- **Work instruction A**
Can you copy everything from "Uelmen and other" down to "it's moving forward." in the article about the police grand jury case below?
- **Work instruction B**
Can you continue the article about the police grand jury case below, starting after its final sentence?

- **Selected extract**
But some suspect Carr's motivation was simply to avoid making a politically tough decision.
"It is a way of deflecting criticism regardless of the outcome," said Gerald F. Uelmen, a law professor at Santa Clara University. Uelmen said indicting an officer can damage the normally cooperative relationship between prosecutors and police. And not indicting officers can generate public criticism of a double standard.
Uelmen and other critics said the secrecy of the proceeding would not allow the public to get a clear view of the evidence or its presentation by prosecutors. George Kennedy, Carr's predecessor as DA, opened up grand juries in at least two major cases: the fatal police shooting of a Vietnamese woman in 2003 and the shooting of a suspect by a state narcotics agent in 2005.
"It's important that as much transparency as possible be afforded to the process," San Jose Independent Police Auditor Barbara Attard said.
One key figure in the case is gratified that it's moving forward.
"It is passing the buck, but at least it's something,'' said the mother of the teenage girl injured in the accident. She asked not be identified for fear of retribution.
Craig Brown, a lawyer who represents both officers, declined to confirm or deny if the case was being brought before a grand jury.

- **Extracted records**
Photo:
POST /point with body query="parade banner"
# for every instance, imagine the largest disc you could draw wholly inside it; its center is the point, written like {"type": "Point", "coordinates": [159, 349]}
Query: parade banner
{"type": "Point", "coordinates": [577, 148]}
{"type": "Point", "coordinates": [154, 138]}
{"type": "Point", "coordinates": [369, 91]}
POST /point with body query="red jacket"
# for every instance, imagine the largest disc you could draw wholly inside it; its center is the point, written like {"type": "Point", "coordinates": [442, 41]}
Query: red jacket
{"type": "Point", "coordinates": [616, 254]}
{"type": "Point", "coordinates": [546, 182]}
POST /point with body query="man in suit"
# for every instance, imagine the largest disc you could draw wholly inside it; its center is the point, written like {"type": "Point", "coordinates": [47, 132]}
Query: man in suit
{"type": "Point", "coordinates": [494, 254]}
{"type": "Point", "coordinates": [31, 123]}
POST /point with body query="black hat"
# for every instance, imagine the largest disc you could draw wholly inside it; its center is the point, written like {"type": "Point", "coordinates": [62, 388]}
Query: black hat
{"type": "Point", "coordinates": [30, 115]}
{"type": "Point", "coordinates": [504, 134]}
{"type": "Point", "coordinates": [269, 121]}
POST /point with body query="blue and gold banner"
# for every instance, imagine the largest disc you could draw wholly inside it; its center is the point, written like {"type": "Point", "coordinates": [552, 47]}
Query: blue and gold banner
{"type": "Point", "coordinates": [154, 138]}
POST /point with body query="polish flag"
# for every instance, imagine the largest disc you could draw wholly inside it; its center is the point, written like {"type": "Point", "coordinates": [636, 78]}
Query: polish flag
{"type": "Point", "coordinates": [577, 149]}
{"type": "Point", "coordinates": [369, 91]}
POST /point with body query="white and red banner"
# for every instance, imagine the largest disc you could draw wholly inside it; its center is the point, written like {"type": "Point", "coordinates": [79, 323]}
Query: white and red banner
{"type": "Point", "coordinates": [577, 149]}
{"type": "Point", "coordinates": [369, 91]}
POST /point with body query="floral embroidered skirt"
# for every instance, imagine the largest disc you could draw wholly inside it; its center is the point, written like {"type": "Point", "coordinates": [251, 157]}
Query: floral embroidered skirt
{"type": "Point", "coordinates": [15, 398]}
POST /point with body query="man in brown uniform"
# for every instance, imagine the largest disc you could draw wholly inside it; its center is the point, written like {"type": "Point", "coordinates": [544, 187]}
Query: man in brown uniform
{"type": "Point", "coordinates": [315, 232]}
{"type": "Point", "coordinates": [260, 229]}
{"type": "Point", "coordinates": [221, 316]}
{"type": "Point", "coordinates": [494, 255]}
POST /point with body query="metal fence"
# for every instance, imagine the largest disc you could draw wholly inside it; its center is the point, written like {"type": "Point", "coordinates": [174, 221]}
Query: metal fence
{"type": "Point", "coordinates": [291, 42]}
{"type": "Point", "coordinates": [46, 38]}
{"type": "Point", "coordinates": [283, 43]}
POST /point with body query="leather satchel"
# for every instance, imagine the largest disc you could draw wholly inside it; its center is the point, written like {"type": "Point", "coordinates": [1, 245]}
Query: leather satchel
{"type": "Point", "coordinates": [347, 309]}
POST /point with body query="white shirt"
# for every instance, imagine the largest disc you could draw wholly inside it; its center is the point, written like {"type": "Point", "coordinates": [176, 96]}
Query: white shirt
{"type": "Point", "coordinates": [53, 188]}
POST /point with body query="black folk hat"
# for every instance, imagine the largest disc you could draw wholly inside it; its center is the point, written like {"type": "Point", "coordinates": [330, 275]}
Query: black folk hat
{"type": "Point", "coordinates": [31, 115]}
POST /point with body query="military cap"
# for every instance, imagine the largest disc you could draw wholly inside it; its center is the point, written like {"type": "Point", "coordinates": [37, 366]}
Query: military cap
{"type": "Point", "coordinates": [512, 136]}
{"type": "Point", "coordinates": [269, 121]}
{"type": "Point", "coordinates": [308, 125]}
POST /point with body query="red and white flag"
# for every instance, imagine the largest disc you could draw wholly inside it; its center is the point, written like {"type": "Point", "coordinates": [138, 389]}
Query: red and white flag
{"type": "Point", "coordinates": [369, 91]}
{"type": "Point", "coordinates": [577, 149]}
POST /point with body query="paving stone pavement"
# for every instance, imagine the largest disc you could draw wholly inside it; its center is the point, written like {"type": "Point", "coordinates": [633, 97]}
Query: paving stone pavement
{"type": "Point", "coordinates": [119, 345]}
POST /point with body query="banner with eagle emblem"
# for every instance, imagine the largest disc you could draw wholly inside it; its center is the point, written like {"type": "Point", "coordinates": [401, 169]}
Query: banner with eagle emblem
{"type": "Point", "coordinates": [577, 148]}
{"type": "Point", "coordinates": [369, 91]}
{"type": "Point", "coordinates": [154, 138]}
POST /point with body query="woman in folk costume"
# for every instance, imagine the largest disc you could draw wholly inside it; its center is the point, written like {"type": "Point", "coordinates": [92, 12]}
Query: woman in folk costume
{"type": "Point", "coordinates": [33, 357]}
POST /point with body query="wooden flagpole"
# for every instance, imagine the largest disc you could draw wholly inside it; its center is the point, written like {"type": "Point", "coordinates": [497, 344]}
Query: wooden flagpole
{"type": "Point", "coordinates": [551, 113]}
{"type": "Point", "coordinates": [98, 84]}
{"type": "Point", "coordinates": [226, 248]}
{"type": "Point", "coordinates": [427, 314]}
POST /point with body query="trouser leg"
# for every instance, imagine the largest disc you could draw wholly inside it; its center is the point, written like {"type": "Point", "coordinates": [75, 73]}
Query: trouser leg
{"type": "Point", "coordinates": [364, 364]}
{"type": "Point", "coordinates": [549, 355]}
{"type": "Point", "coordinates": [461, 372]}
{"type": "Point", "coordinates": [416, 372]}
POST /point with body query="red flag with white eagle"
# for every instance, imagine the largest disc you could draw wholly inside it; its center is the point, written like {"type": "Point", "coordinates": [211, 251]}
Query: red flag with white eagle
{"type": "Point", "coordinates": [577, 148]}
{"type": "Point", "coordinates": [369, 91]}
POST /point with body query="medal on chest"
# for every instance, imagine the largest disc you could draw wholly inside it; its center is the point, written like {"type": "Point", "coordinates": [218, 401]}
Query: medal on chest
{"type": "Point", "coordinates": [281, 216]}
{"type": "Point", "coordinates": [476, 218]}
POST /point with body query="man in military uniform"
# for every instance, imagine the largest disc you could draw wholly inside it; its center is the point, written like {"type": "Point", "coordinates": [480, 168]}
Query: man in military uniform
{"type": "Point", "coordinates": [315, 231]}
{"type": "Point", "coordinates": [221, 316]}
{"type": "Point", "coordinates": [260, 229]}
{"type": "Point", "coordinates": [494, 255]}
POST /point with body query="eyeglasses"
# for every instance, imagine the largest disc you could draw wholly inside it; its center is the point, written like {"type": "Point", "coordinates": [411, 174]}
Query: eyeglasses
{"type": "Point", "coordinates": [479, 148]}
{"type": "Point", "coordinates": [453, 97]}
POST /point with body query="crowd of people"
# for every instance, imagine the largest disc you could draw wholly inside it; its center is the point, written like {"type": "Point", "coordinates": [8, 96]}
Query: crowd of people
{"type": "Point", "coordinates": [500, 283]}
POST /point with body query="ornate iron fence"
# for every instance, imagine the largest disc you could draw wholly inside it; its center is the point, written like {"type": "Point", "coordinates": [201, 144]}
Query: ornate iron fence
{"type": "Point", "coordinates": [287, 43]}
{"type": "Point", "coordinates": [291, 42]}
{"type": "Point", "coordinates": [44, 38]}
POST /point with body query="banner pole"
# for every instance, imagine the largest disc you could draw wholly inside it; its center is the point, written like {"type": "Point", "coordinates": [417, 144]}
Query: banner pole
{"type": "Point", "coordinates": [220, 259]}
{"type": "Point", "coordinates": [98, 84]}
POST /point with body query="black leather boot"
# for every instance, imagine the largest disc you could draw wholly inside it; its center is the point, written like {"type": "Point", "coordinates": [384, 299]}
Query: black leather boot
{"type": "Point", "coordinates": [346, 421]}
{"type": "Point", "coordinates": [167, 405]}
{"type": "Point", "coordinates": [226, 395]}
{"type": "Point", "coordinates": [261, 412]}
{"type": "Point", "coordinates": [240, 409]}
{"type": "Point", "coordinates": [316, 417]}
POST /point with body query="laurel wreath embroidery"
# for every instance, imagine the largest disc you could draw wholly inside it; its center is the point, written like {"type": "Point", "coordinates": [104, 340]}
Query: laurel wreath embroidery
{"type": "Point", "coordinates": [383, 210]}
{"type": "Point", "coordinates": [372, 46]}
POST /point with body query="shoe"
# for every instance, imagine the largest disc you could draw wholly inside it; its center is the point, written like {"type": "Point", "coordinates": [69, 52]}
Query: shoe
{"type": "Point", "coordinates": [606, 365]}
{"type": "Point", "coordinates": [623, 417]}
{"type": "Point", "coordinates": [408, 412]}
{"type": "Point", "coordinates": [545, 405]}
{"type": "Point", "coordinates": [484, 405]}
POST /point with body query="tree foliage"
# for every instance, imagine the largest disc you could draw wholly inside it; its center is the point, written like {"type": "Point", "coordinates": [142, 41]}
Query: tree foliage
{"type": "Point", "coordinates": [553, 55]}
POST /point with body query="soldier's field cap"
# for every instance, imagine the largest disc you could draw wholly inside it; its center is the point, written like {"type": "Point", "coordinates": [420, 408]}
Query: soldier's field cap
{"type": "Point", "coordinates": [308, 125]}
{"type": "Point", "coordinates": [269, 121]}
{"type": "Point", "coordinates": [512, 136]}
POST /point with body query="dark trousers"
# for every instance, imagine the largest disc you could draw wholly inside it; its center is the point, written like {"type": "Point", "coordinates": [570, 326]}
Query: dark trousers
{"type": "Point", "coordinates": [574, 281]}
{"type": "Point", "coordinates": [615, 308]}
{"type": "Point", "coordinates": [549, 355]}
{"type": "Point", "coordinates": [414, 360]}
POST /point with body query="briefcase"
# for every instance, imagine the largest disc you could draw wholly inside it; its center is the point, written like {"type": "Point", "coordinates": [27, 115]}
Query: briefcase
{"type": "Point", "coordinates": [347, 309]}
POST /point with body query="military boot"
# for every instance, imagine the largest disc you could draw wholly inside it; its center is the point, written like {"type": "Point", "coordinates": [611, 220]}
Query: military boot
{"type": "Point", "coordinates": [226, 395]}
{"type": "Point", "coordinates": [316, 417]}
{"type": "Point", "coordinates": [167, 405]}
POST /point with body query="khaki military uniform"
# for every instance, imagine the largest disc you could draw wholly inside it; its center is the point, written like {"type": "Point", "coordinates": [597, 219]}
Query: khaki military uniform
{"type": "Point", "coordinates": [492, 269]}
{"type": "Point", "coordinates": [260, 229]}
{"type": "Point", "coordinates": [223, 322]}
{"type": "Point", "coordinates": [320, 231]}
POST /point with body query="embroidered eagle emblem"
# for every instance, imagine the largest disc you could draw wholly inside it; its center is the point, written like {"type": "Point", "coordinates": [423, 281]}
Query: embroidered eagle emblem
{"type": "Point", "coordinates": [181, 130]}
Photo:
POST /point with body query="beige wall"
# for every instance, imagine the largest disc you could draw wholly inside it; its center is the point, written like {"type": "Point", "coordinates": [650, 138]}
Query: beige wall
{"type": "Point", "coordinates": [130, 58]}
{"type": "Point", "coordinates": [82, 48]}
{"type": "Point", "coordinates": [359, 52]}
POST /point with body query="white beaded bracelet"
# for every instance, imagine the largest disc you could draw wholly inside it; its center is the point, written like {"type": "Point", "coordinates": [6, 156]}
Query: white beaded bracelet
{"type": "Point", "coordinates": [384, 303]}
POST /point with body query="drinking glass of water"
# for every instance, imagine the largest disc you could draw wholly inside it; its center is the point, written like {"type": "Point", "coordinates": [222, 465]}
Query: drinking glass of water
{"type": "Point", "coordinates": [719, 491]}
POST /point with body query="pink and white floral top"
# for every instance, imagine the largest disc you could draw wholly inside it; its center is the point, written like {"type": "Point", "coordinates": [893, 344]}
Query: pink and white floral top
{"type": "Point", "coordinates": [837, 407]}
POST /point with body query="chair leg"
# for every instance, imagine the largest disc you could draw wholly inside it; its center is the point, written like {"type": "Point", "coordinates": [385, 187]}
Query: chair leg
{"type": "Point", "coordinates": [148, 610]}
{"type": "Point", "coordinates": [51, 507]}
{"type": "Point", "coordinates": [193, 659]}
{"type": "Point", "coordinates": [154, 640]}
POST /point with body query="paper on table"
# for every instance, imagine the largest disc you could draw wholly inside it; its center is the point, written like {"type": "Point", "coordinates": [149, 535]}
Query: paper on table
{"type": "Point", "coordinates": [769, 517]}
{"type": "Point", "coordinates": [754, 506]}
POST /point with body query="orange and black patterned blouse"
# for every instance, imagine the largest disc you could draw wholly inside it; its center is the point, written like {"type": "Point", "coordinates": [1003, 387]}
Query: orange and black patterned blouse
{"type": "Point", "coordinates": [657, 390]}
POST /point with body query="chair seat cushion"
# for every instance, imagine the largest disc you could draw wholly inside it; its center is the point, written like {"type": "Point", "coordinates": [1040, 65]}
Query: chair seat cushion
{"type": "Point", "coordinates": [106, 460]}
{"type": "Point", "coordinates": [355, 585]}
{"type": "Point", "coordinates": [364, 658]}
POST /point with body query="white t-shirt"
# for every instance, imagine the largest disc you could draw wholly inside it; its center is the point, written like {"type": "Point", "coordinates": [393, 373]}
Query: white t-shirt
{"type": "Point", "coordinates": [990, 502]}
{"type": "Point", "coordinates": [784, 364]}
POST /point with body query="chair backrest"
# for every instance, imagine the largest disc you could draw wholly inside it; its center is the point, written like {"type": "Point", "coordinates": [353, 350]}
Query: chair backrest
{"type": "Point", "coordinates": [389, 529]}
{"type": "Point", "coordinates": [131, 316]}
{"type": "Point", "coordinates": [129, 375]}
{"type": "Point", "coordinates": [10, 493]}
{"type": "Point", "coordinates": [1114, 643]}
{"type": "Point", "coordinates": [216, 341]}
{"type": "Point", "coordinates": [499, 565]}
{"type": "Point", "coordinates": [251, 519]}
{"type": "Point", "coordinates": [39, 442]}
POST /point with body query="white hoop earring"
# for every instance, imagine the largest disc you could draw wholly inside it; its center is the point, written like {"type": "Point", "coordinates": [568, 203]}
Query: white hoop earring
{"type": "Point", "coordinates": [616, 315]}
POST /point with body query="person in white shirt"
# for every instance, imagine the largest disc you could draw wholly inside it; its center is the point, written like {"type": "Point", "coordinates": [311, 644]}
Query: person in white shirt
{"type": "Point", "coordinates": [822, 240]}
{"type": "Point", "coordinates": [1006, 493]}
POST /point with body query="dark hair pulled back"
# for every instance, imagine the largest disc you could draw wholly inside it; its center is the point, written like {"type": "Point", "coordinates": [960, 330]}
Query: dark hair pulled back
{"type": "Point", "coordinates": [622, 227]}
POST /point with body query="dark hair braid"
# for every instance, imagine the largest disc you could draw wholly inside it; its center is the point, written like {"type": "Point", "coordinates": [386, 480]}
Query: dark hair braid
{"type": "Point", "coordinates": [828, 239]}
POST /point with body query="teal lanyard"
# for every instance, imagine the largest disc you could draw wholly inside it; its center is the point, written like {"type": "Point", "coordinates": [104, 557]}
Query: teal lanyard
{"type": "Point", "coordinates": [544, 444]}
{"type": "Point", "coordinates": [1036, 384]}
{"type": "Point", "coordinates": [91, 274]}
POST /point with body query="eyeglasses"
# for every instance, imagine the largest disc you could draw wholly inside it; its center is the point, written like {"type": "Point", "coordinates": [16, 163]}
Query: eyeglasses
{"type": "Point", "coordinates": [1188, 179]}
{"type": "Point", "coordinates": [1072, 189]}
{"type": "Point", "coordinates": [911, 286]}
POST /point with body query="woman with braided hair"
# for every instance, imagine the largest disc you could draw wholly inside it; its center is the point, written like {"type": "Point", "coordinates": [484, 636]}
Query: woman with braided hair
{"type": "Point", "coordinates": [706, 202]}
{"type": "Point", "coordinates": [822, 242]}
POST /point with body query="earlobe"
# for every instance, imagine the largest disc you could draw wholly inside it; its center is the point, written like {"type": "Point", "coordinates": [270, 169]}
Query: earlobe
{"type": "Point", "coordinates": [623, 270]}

- **Exercise response A**
Uelmen and other critics said the secrecy of the proceeding would not allow the public to get a clear view of the evidence or its presentation by prosecutors. George Kennedy, Carr's predecessor as DA, opened up grand juries in at least two major cases: the fatal police shooting of a Vietnamese woman in 2003 and the shooting of a suspect by a state narcotics agent in 2005.
"It's important that as much transparency as possible be afforded to the process," San Jose Independent Police Auditor Barbara Attard said.
One key figure in the case is gratified that it's moving forward.

- **Exercise response B**
He did say: "If there is anything that ought to be a subject of inquiry, it ought to be on an administrative basis — not a criminal basis. I don't think either of my clients did anything inappropriate''
The jury that will decide that question is generally made up of 19 empaneled county residents, a dozen of whom must vote to indict. They will wrestle with the legal question of whether there is enough evidence to suspect that Manion — a highly respected homicide investigator who had just returned to the patrol rotation — and veteran cop D'Arrigo tried to shield Woodall from facing drunken driving charges.
Witnesses said a belligerent and disoriented Woodall was openly admitting soon after the accident that she had been drinking. But both Manion and D'Arrigo said they saw no signs of intoxication. This despite the fact that medical personnel on the scene believed she was drunk and later told San Jose police investigators they felt Manion had tried to disrupt their attempts to determine her level of sobriety.
Later, at the hospital, D'Arrigo reportedly told the flabbergasted mother of the accident victim that it was too late to test Woodall for alcohol.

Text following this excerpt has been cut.